» **CONSIGNE 1**: Extrayez de l'article sur Rémy Pflimlin le passage qui s'ouvre sur les mots contenant « Leçon de journalisme » et se termine par « tarder à lisser. ».

» **EXTRAIT DU DOCUMENT**:
Leçon de journalisme de Pflimlin. Ou qui dégoise le jeudi, dimanche repentira
Rémy Pfimlin n’a pas encore appris à bien tourner (sept fois au minimum) sa langue dans sa bouche avant de lâcher ce qu’il se voit ensuite obligé de qualifier de « maladresse ». Normal, il est encore jeune dans la fonction de PDG de France-Télévisions adoubé par qui l’on sait. Sa rondeur de bouille présente encore quelques aspérités que l’école du pouvoir ne saurait tarder à lisser.
Ainsi, qui dégoise le jeudi, dimanche repentira… Devant le Club de la presse de Strasbourg (sa région d’origine où il a dirigé le quotidien mulhousien L’Alsace), Pflmilin (neveu de Pierre, l’ancien président du Conseil et maire de Strasbourg que le Canard enchaîné surnommait « Petite prune » – ce que veut dire pflimin en alsacien…) envoie sa charge contre Médiapart. Si France-Télévisions avait traité de l’affaire Woerth-Bettencourt, elle l’aurait fait, a crânement avancé le PDG « probablement de façon plus sérieuse et moins émotionnelle, moins manipulatrice et moins publicitaire ». Car Mediapart n’est "pas l'exemple à suivre". Et de dénoncer des "dérives à la Big Brother". "France Télévisions, a-t-il martelé, a une responsabilité importante et on ne peut pas se permettre de sortir des informations qui sont démenties le lendemain, de manipuler impunément". Voilà qui n’a pas manqué d’émouvoir le landerneau journalistique, tout particulièrement à France-Télévisions et encore plus à France 2 et France 3. Ces rédactions seront appelées à éprouver les conceptions du métier d’informer telles qu'esquissées a contrario par leur nouveau patron. L' "exemple à suivre" n'étant pas celui de Mediapart, que comprendre quand Pflimlin définit comment le groupe audiovisuel public devait fournir une "information de référence", "indépendante" et "recoupée"?

» **CONSIGNE 2**: Dans le listing, recopiez à l'identique les seules lignes allant de celle qui contient « Guideline: one keypoint per instance of the ceiling fan pull » jusqu'à celle qui contient « [(168, 308)] », bornes incluses.

» **DONNÉES BRUTES**:

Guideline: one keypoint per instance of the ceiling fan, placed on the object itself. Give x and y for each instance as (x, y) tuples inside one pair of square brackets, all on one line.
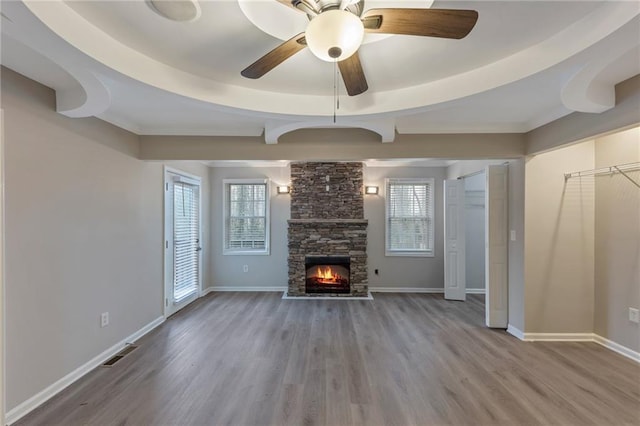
[(336, 29)]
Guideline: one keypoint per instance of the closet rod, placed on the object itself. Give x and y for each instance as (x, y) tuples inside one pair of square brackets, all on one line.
[(621, 168), (480, 171)]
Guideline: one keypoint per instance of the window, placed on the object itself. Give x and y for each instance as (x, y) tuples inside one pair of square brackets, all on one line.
[(246, 221), (409, 217)]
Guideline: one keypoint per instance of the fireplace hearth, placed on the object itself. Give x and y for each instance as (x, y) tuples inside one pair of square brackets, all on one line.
[(327, 274), (327, 232)]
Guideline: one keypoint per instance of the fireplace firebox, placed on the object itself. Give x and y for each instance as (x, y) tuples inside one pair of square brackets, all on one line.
[(327, 274)]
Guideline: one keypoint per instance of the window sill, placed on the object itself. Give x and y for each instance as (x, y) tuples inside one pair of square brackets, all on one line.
[(245, 253)]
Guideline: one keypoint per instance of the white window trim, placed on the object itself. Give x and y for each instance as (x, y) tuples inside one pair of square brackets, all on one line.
[(225, 196), (409, 253)]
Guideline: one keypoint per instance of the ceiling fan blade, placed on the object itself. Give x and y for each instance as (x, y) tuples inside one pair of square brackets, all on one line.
[(275, 57), (288, 3), (445, 23), (353, 75)]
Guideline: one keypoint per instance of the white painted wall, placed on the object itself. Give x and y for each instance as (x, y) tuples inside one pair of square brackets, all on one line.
[(264, 270), (516, 223), (516, 248), (475, 231), (2, 320), (83, 236), (397, 271), (559, 246), (617, 240)]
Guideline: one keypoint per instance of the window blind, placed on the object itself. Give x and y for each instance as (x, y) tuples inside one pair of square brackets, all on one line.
[(246, 217), (410, 216), (186, 240)]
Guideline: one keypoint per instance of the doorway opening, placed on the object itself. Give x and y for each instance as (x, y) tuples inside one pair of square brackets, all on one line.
[(474, 216)]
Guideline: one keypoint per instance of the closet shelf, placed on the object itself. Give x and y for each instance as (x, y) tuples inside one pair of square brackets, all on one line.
[(609, 170)]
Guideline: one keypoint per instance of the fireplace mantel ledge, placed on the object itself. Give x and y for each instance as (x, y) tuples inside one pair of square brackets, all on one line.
[(365, 221)]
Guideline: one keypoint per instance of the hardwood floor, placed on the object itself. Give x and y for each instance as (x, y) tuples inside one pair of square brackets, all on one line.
[(254, 359)]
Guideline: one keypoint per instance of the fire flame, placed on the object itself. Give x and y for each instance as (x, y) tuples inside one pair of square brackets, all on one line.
[(327, 275)]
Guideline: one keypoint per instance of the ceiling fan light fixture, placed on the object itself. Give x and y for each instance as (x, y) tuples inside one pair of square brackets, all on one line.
[(334, 35)]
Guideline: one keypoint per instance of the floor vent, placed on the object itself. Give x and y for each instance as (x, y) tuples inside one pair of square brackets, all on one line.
[(117, 357)]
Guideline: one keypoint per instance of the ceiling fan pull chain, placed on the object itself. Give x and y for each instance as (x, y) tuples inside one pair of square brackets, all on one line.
[(335, 89)]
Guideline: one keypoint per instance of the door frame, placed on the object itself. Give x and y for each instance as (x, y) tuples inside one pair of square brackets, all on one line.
[(168, 308)]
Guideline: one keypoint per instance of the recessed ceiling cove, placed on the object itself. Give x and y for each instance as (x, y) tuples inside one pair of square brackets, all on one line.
[(524, 64), (176, 10)]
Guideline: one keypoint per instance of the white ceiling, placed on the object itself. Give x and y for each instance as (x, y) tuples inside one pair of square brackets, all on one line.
[(526, 63)]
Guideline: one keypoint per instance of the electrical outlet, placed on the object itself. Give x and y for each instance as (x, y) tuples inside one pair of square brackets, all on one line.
[(104, 319)]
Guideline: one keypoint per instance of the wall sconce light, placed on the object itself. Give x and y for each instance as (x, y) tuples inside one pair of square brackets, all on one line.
[(371, 190), (284, 189)]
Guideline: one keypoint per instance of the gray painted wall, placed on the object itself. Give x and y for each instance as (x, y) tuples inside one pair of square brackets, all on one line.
[(271, 271), (397, 271), (83, 236), (617, 240), (475, 231), (559, 248), (264, 270)]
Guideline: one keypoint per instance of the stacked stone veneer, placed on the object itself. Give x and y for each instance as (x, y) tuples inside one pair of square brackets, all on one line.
[(327, 223)]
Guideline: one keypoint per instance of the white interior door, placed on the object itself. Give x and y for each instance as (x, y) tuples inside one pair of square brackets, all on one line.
[(182, 240), (496, 203), (454, 241)]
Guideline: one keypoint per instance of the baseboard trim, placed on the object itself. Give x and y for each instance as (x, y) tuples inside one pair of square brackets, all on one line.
[(50, 391), (234, 288), (206, 291), (286, 297), (576, 337), (516, 332), (405, 290), (434, 290), (616, 347), (558, 337)]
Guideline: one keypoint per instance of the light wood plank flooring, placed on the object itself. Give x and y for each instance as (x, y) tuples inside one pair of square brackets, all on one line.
[(254, 359)]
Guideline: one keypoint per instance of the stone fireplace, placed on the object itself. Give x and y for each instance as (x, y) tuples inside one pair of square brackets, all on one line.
[(327, 274), (327, 231)]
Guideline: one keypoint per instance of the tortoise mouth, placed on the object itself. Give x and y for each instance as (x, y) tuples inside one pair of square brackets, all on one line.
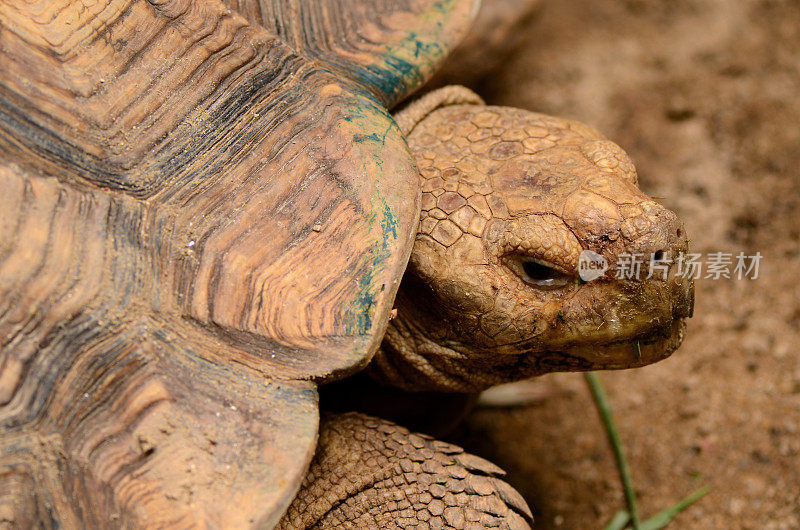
[(631, 352)]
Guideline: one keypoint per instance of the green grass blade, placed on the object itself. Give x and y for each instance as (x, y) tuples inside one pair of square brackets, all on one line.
[(607, 417), (662, 518), (619, 521)]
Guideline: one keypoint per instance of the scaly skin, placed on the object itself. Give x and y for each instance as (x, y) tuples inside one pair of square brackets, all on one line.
[(501, 186)]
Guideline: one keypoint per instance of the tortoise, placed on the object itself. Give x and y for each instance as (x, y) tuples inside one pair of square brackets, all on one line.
[(207, 211)]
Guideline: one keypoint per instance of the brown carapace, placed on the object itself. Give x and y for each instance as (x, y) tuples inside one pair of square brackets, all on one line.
[(206, 212)]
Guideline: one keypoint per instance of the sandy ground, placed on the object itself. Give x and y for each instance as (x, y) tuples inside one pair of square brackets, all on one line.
[(705, 97)]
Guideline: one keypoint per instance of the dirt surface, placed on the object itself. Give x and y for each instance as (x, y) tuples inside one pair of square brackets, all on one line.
[(705, 97)]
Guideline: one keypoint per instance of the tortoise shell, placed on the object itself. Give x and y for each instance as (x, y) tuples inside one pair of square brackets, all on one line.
[(206, 208)]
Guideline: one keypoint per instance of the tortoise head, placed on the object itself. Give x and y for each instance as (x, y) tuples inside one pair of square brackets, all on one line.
[(521, 215)]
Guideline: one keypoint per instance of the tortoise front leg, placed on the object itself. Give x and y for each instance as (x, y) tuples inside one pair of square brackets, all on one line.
[(371, 473)]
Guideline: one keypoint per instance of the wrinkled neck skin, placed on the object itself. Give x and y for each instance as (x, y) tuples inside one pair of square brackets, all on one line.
[(416, 354)]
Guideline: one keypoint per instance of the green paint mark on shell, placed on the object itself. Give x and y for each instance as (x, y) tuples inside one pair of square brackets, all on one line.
[(365, 301)]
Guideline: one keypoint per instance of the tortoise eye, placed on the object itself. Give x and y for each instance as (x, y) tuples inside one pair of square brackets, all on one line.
[(536, 272)]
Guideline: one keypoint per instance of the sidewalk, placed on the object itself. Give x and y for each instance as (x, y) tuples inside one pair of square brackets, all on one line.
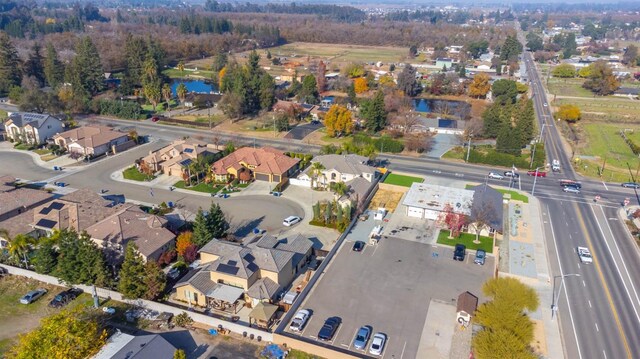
[(528, 262)]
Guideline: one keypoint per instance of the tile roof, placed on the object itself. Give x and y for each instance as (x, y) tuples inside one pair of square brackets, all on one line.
[(132, 224), (22, 119), (263, 288), (90, 136), (265, 160), (24, 198)]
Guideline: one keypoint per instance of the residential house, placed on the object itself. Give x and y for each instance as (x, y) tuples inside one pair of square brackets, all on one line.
[(76, 211), (264, 164), (125, 346), (90, 140), (174, 160), (131, 224), (337, 168), (429, 201), (256, 272), (202, 100), (32, 128)]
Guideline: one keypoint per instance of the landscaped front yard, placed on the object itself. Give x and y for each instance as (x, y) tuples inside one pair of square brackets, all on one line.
[(467, 239), (402, 180), (132, 173)]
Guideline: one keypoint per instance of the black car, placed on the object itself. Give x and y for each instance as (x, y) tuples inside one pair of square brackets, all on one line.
[(358, 246), (459, 252), (65, 297), (329, 328)]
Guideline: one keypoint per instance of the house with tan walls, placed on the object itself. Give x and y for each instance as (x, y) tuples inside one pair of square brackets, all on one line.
[(231, 273)]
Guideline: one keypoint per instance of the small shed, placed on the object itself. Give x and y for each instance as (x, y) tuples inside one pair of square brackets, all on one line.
[(262, 315), (467, 305)]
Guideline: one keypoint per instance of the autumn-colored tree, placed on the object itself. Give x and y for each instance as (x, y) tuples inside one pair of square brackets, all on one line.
[(569, 113), (73, 333), (183, 242), (480, 85), (360, 85), (338, 121)]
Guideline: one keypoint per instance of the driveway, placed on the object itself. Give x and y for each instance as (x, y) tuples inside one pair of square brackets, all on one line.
[(301, 131)]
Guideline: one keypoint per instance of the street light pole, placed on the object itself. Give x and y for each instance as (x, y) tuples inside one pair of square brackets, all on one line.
[(555, 299)]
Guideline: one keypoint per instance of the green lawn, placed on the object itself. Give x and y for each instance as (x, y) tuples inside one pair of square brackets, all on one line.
[(133, 174), (467, 239), (202, 187), (402, 180)]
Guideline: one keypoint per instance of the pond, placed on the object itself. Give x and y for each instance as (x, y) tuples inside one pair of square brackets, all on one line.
[(449, 107), (196, 86)]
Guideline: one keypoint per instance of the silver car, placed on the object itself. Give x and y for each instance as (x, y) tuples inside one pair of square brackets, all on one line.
[(32, 296)]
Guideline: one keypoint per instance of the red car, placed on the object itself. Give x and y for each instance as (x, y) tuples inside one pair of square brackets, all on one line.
[(539, 173)]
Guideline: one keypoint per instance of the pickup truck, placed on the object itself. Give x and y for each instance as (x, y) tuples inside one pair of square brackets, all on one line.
[(585, 255)]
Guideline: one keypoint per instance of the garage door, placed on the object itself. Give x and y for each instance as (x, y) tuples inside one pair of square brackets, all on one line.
[(428, 214), (415, 212)]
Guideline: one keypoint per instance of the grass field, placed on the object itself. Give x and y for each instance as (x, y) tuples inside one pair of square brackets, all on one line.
[(402, 180), (133, 174), (467, 239)]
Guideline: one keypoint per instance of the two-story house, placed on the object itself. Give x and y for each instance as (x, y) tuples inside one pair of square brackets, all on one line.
[(32, 128), (256, 272)]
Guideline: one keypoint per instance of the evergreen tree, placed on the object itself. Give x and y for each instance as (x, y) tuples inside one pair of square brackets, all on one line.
[(34, 66), (53, 67), (132, 283), (87, 75), (9, 65), (217, 224), (201, 235), (154, 279), (45, 259), (374, 113)]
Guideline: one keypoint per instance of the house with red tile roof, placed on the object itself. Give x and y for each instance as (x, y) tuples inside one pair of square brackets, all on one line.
[(263, 164)]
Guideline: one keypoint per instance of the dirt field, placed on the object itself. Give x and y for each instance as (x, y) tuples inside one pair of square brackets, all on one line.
[(386, 199)]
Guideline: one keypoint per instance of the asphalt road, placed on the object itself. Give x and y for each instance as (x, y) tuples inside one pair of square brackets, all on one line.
[(598, 311)]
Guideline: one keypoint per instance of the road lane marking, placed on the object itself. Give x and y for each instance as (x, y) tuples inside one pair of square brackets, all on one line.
[(607, 292), (566, 292)]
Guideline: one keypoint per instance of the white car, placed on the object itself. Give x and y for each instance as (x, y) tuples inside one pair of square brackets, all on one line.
[(299, 320), (377, 344), (291, 220), (585, 255), (570, 189)]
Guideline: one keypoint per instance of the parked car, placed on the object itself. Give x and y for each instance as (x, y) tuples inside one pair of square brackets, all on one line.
[(537, 173), (571, 189), (32, 296), (299, 320), (329, 328), (459, 252), (65, 297), (291, 220), (481, 255), (362, 338), (358, 246), (377, 344)]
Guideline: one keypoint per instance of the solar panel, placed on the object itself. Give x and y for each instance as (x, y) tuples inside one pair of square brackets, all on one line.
[(227, 269), (56, 205), (45, 223)]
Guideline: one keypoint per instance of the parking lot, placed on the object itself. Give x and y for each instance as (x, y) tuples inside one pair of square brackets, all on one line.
[(389, 287)]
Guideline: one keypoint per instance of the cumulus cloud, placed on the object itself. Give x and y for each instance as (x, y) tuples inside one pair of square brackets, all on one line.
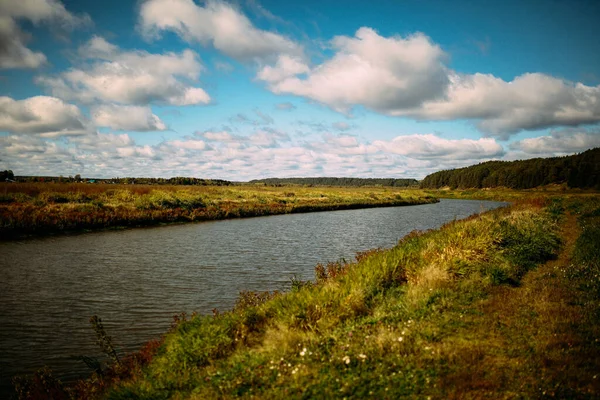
[(42, 115), (287, 106), (407, 76), (341, 126), (129, 77), (383, 74), (220, 154), (216, 23), (560, 142), (13, 50), (127, 118), (430, 146), (530, 101)]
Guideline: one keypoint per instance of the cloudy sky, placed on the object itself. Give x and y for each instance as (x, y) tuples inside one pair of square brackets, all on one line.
[(245, 89)]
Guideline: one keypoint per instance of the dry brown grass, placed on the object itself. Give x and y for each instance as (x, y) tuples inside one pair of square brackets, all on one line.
[(524, 341)]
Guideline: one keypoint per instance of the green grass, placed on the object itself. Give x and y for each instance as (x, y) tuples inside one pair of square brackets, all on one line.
[(377, 329), (502, 305), (50, 208)]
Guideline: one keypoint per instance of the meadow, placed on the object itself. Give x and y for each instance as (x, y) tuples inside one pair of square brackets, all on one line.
[(49, 208), (505, 304)]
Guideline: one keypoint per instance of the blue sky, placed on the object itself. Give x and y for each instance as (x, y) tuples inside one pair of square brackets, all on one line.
[(250, 89)]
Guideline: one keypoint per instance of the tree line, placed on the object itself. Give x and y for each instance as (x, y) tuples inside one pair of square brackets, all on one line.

» **RÉPONSE ATTENDUE 1**:
Leçon de journalisme de Pflimlin. Ou qui dégoise le jeudi, dimanche repentira
Rémy Pfimlin n’a pas encore appris à bien tourner (sept fois au minimum) sa langue dans sa bouche avant de lâcher ce qu’il se voit ensuite obligé de qualifier de « maladresse ». Normal, il est encore jeune dans la fonction de PDG de France-Télévisions adoubé par qui l’on sait. Sa rondeur de bouille présente encore quelques aspérités que l’école du pouvoir ne saurait tarder à lisser.

» **RÉPONSE ATTENDUE 2**:
Guideline: one keypoint per instance of the ceiling fan pull chain, placed on the object itself. Give x and y for each instance as (x, y) tuples inside one pair of square brackets, all on one line.
[(335, 89)]
Guideline: one keypoint per instance of the door frame, placed on the object itself. Give x and y for each instance as (x, y) tuples inside one pair of square brackets, all on one line.
[(168, 308)]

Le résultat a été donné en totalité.